Seçilmiş alıntı ::
"""

1996 yılında Chien vd. körüklü akış kontrol birimine sahip bir J-T soğutucuyu inceledikleri çalışmalarını yayınlamışlardır. Bu çalışmada bir önceki araştırmada kullanılan test düzeneği ve ortaya konulan teorik yaklaşım olduğu gibi kullanılmıştır. Farklı olarak, körük ve içerisine doldurulan azot gazı için yeni yaklaşımlar geliştirmişlerdir. Bu çalışmada daha çok akış kontrol yapısının soğuma süresi ve büzülme davranışı üzerine yoğunlaşmışlardır. Soğuma ile birlikte körük içerisindeki azot gazının basıncı azalmakta ve körük büzülmeye başlamaktadır. Körüğün boyunun kısalması sonucunda gazın kapladığı hacim azalmakta ve gazın yoğunluğu artmaktadır. Körüğün içindeki azot gazı Van Der Walls gerçek gaz yaklaşımı ile modellenmiştir. Büzülme miktarı hesabında, soğuma ile birlikte gazın yoğunluğunun artması durumun dikkate alındığı göze çarpmaktadır. Çalışmada körüğün içerisine doldurulan azot gazının basıncı 2.76 MPa ve körüğün rijitliği ise 21.5 MPa/mm’dir. İçerisi azot gazı ile dolu olan körük aynı zamanda evaporatör bölgesinde kriyojenik sıcaklıklara ulaşan azot gazı ile temas halindedir. Makalede körüğün Mandrele tutturulduğu destek biriminde Mandrel’den körüğe olan ısı geçişi ihmal edilmiştir. Dolayısıyla körük Mandrel üzerindeki sıcaklık dağılımdan etkilenmemektedir. Gerçek durumda ise ne kadar izolasyon sağlanırsa sağlansın, bu birimler arasında ısı geçişi gerçekleşecektir. Aynı zamanda körüğün orta bölümü ile Mandrel arasında kalan boşluğun vakumlanmış olduğu kabulü yapılmıştır. Özetle söz konusu çalışmada körüğe olan ısı transferinin, sadece körüğün algılayıcı ucu ile evaporatör bölgesindeki akışkan arasında gerçekleştiği kabul edilmektedir. Taşınım katsayısı akışkanın gaz fazında veya çift fazlı olma durumuna göre ayrı ayrı hesaplanmaktadır. Gaz fazı ısı taşınım katsayısı, 400 ile 10000 arasında Reynolds sayısına sahip akışkan için çıkarılan bir korelasyon ile hesaplanmıştır [36]. Çift fazlı ısı taşınım katsayısı ise 1500 ile 15000 arasında Reynolds sayısına sahip halkalı akış için çıkarılan Boyko-Kruzhilin korelasyonu ile hesaplanmıştır [37]. Körük ile içerisindeki gaz arasında taşınım ile gerçekleşen ısı transferi hesaplamasında doğal taşınım katsayısı için çıkarılan bir korelasyon kullanılarak hesaplanmıştır. Bu korelasyonun hava için geliştirildiği belirtilmiştir [38].

"""

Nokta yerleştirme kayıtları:
"""

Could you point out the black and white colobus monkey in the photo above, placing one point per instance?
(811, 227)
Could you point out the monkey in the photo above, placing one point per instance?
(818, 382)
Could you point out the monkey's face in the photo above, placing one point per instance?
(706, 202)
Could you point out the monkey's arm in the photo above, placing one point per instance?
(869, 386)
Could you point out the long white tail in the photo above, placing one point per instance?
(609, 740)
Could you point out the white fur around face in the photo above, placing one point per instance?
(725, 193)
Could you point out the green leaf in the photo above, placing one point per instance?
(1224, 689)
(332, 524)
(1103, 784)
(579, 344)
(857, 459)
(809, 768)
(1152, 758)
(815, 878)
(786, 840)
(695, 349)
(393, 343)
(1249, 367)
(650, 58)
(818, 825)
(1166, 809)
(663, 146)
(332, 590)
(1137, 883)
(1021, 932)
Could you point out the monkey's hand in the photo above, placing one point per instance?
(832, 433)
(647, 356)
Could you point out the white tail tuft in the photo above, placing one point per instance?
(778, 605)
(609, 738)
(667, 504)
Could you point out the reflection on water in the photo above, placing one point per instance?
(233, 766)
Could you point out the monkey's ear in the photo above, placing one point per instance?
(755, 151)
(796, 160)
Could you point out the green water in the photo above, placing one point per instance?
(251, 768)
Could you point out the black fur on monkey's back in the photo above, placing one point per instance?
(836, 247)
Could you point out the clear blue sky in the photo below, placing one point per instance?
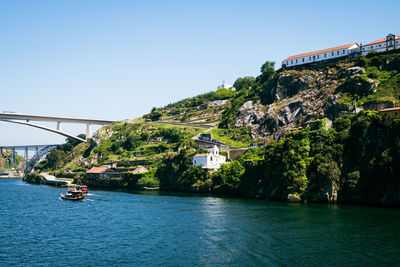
(118, 59)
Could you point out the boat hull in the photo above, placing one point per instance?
(72, 198)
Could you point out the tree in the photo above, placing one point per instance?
(244, 83)
(268, 68)
(55, 159)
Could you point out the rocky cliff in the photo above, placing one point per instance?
(296, 98)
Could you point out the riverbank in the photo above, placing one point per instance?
(179, 229)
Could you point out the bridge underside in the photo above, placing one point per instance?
(46, 129)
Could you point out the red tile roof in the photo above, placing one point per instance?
(389, 109)
(381, 41)
(320, 51)
(99, 169)
(200, 155)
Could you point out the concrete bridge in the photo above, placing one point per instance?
(39, 152)
(26, 119)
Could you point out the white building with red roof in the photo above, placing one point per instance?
(212, 160)
(389, 43)
(320, 55)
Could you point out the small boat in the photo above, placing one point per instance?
(82, 188)
(73, 194)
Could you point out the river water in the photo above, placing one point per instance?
(152, 229)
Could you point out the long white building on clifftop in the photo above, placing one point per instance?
(389, 43)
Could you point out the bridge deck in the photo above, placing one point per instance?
(28, 117)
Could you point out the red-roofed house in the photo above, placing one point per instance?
(320, 55)
(97, 172)
(393, 113)
(389, 43)
(212, 160)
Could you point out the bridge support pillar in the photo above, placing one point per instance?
(26, 157)
(88, 132)
(14, 160)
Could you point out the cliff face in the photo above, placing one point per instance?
(296, 98)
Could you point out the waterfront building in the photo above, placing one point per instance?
(97, 172)
(212, 160)
(393, 113)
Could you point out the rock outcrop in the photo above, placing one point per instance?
(296, 98)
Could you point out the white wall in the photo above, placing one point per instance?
(200, 161)
(320, 56)
(380, 47)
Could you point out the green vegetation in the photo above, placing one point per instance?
(355, 160)
(236, 137)
(384, 69)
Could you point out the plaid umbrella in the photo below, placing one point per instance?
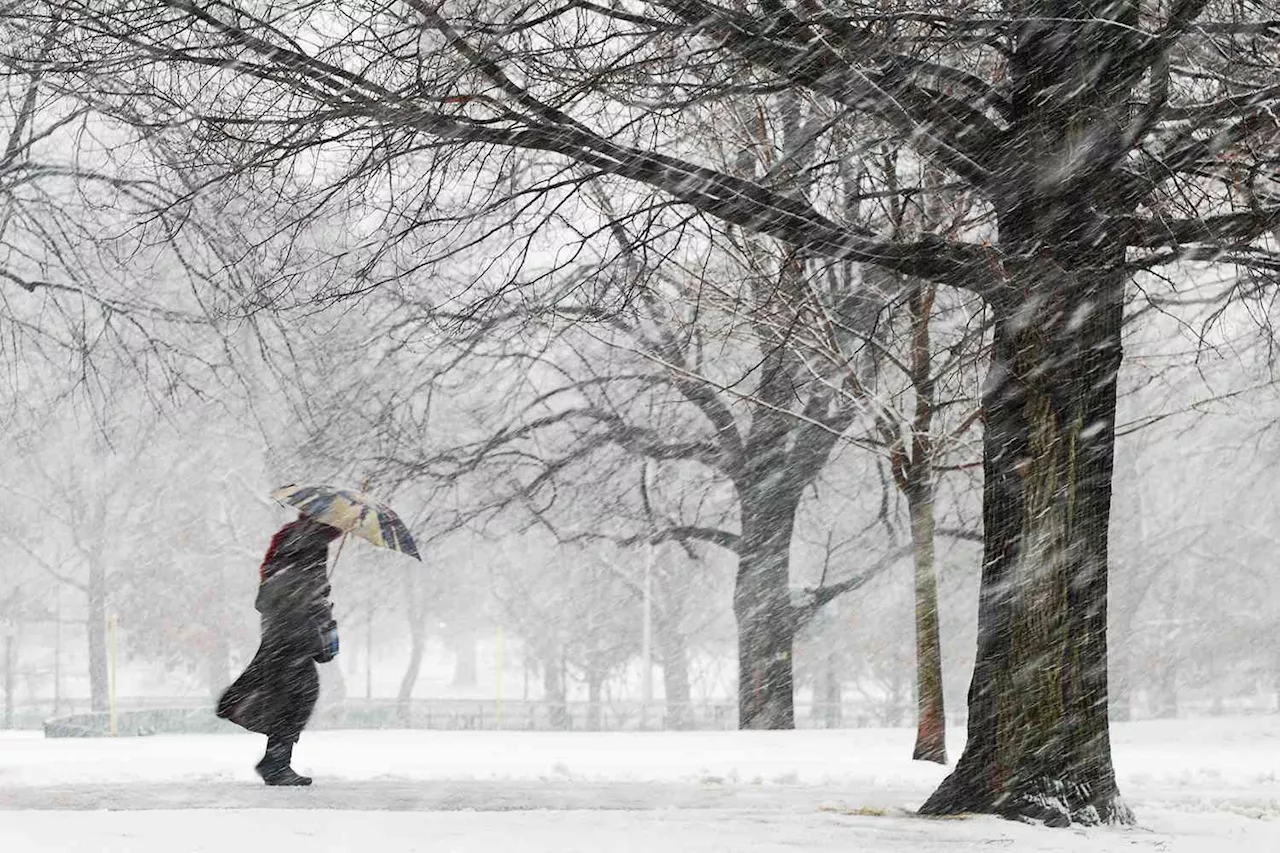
(351, 511)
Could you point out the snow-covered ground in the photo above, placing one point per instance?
(1198, 787)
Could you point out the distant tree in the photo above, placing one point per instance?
(1104, 138)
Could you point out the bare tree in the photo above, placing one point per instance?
(1102, 137)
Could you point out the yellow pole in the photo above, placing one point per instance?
(112, 651)
(497, 678)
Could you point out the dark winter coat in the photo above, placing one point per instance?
(277, 692)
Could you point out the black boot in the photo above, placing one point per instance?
(274, 769)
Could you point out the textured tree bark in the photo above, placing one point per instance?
(553, 692)
(594, 684)
(766, 619)
(96, 628)
(415, 611)
(675, 678)
(830, 693)
(931, 719)
(1038, 743)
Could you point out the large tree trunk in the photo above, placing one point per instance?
(1038, 740)
(931, 719)
(96, 629)
(766, 617)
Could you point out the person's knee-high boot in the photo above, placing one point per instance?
(274, 769)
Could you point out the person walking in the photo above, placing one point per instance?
(278, 690)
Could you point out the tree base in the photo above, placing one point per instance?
(929, 752)
(1048, 802)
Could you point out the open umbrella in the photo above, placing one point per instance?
(351, 511)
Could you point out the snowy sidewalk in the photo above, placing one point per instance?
(1198, 787)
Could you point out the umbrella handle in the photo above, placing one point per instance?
(334, 566)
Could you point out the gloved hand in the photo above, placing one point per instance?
(328, 643)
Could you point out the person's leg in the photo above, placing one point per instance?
(274, 769)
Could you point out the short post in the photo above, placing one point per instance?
(113, 647)
(497, 678)
(9, 630)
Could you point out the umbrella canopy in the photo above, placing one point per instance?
(351, 511)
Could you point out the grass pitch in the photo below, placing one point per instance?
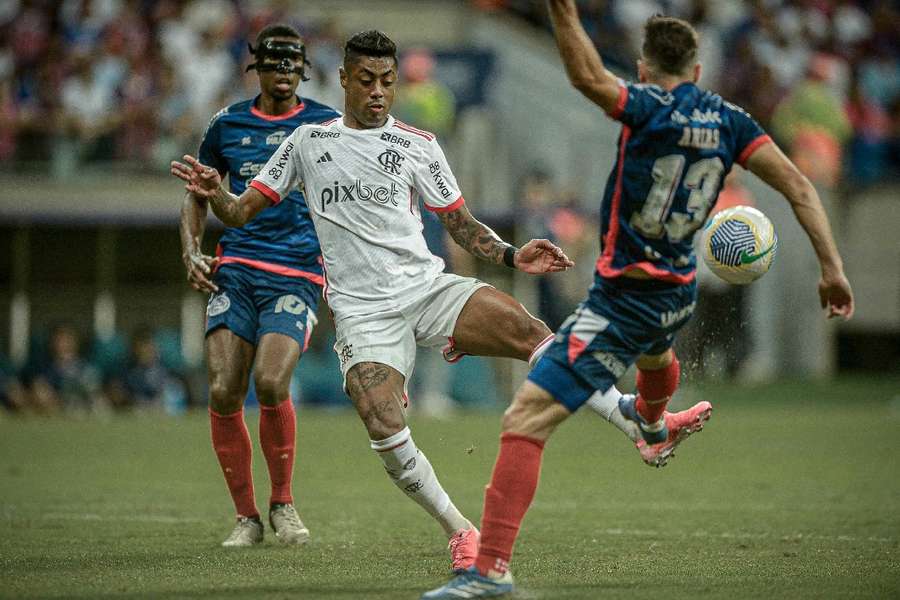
(792, 491)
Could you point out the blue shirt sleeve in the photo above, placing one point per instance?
(748, 134)
(210, 147)
(638, 102)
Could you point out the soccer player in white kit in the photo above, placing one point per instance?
(362, 176)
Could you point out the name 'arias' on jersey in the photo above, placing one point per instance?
(239, 141)
(674, 152)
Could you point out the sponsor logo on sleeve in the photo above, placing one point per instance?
(435, 170)
(276, 138)
(276, 170)
(395, 139)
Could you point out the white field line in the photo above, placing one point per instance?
(648, 533)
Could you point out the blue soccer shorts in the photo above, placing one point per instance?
(251, 303)
(620, 320)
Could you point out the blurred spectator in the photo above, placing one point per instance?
(12, 394)
(812, 125)
(149, 384)
(423, 101)
(759, 52)
(88, 116)
(66, 381)
(871, 128)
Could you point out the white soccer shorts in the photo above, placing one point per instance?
(390, 337)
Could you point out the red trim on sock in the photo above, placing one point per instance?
(655, 388)
(507, 498)
(277, 436)
(231, 441)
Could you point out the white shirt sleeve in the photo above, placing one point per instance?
(284, 171)
(435, 181)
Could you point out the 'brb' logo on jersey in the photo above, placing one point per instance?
(276, 171)
(351, 193)
(390, 161)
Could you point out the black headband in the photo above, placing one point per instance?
(284, 53)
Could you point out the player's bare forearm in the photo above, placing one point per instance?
(473, 236)
(227, 207)
(193, 223)
(771, 165)
(582, 61)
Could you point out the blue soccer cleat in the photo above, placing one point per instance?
(653, 433)
(471, 584)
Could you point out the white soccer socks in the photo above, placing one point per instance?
(606, 404)
(410, 471)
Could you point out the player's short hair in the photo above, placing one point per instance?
(670, 44)
(276, 30)
(370, 43)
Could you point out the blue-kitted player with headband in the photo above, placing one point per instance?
(677, 144)
(265, 283)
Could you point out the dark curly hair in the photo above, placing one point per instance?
(369, 43)
(277, 30)
(670, 45)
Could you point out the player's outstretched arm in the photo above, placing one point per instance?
(479, 240)
(199, 266)
(583, 63)
(771, 165)
(205, 183)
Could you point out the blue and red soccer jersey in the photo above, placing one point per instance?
(674, 152)
(271, 274)
(281, 238)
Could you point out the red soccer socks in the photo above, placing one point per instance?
(231, 441)
(507, 498)
(277, 434)
(655, 388)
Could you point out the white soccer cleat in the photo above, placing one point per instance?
(286, 524)
(247, 532)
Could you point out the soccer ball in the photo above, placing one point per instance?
(739, 244)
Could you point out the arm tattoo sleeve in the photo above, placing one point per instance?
(475, 237)
(227, 207)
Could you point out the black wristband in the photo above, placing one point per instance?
(509, 256)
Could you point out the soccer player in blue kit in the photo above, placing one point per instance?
(265, 284)
(677, 144)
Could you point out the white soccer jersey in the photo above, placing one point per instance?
(362, 187)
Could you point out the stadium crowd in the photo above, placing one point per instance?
(135, 81)
(823, 76)
(89, 80)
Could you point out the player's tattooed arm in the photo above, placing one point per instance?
(584, 66)
(475, 237)
(206, 183)
(479, 240)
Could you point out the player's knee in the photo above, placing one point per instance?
(521, 414)
(528, 332)
(223, 397)
(382, 416)
(654, 362)
(271, 388)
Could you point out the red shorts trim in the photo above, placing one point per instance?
(752, 147)
(273, 268)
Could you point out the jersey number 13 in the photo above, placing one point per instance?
(657, 218)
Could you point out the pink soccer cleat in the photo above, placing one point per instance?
(680, 425)
(464, 548)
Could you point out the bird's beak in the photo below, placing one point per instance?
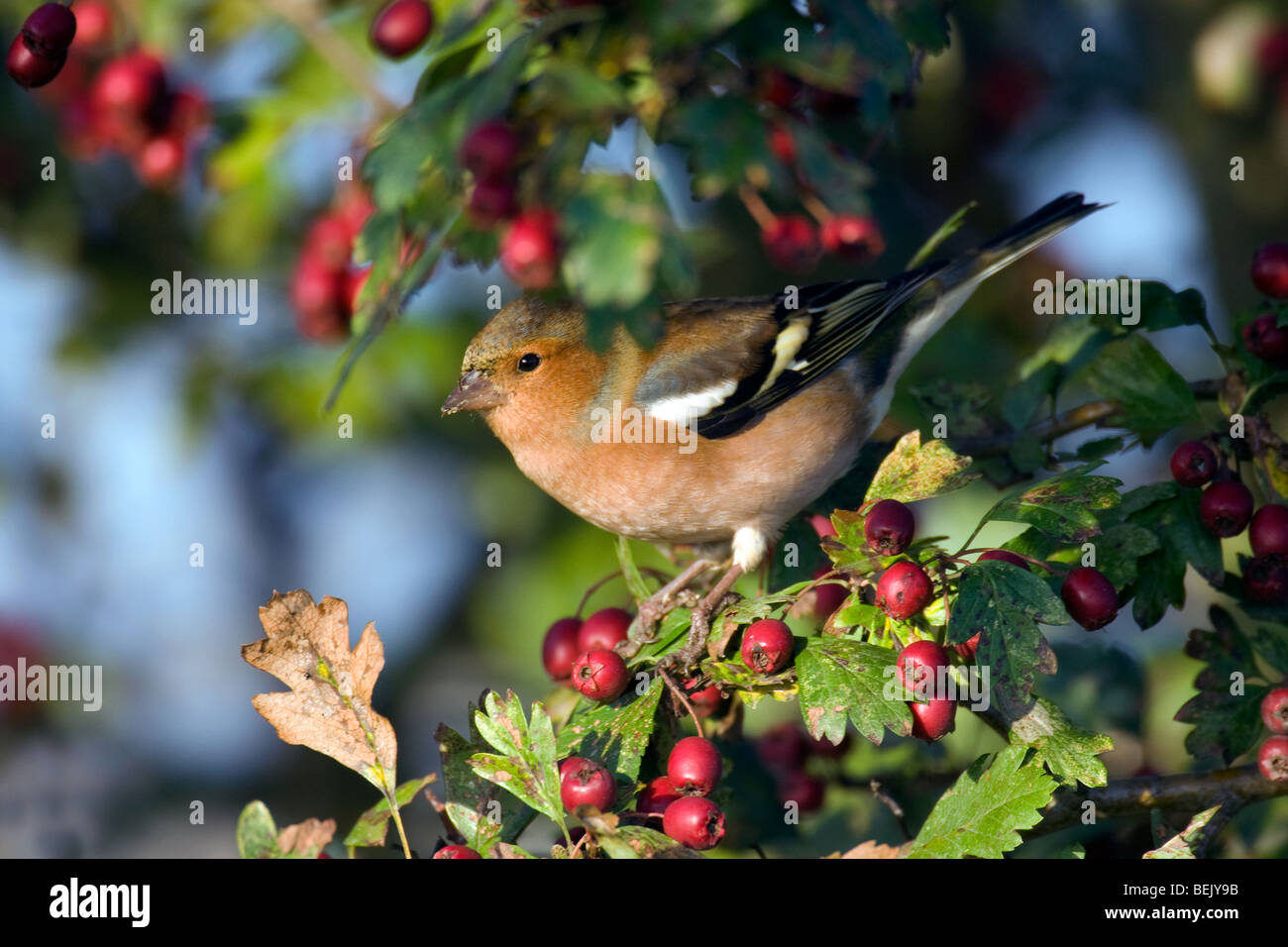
(473, 393)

"""

Görev listesi ::
1 > Kayıtlarda "Could you point out the bird's" ifadesini içeren satırdan başlayıp kayıtların sonuna kadar giden satırları, o satır da dahil, aynen tekrar yazın. Resimleri yanıta koymayın.
2 > Körüklü akış kontrol birimli J-T soğutucuyu anlatan metni kaldığı yerden devam ettirin.

Beklenen yanıtlar ::
1 >
Could you point out the bird's beak in the photo below, placing one point per instance?
(473, 393)

2 >
Bir önceki çalışmada yer alan tüm denklemler ile birlikte körük için türetilmiş olan enerji denklemleri zamana bağlı çözülerek sonuçlar elde edilmiştir. Sonuçlara göre, soğutucu çalışmaya başladığı andan 25. saniyeye kadar debinin sabit kaldığı, 25. ve 35. Saniyeler arasında debinin 1/20 oranında azaldığı anlaşılmaktadır. Bu durum

30

yorumlandığında körüğün 25. ve 35. saniyeler arasında fonksiyonunu yerine getirdiği söylenebilir. 35. saniyeden sonra körüğün istenilen hedefin ötesinde soğumasından dolayı kısılma açıklığının tamamen kapandığı, bu sebeple sıcaklıkta artışın olduğu ve bu artışla birlikte akış alanının yeninden açıldığı ve bu açma-kapama olayının periyodik olarak devam ettiği analiz sonuçlarından anlaşılmaktadır.

Bu hareket evaporatör bölgesi sıcaklığının salınmasına ve hedefin sıcaklığının istenilen değerde tutulamamasına neden olmaktadır. Çalışmada salınım hareketini yok etmek için çift kısılma açıklığına sahip bir ayar yapısı kullanılmıştır. Bu amaçla sürekli akış sağlayacak 0.025mm hidrolik çapa sahip mikroskobik bir delik açılmıştır. Denklemler yeni ayar yapısına göre tekrar çözdürüldüğünde sabit mikroskobik delikten 0.01g/s debiye sahip akışkanın geçtiği hesaplanmış ve bu durumda ayarlanabilir kısılma açıklığının körük tarafından tamamen kapatıldığı tespit edilmiştir. Çift kısılma açıklığına sahip soğutucunun ilk soğutucuya göre %5 daha fazla azot gazı tüketmesine rağmen evaporatör bölgesinin sıcaklığını sabit tutabildiği çalışmanın sonuçları arasında yer almaktadır. Körüklü tek kısılma açıklığına sahip soğutucularda evaporatör bölgesinde sıcaklık salınımının meydana gelebileceği ifade edilmektedir. [3].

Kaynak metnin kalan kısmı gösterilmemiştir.